Work request —
An exact copy of the entries below is required, with all pictures removed.

Data excerpts —

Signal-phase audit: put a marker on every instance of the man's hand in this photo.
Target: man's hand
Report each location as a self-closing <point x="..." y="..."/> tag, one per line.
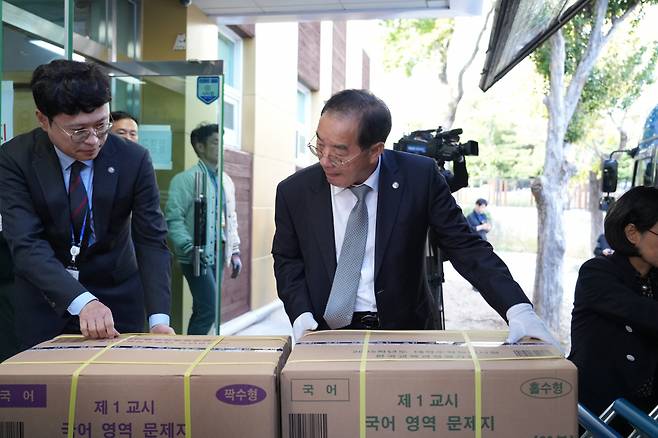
<point x="96" y="321"/>
<point x="162" y="329"/>
<point x="523" y="321"/>
<point x="485" y="226"/>
<point x="236" y="265"/>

Solution for this exercise —
Signal-phase audit: put a marker on every instance of the man's hand in this photo.
Target: man's hand
Report each location as a self-closing <point x="..." y="..."/> tag, one per line.
<point x="96" y="321"/>
<point x="162" y="329"/>
<point x="523" y="321"/>
<point x="485" y="226"/>
<point x="236" y="265"/>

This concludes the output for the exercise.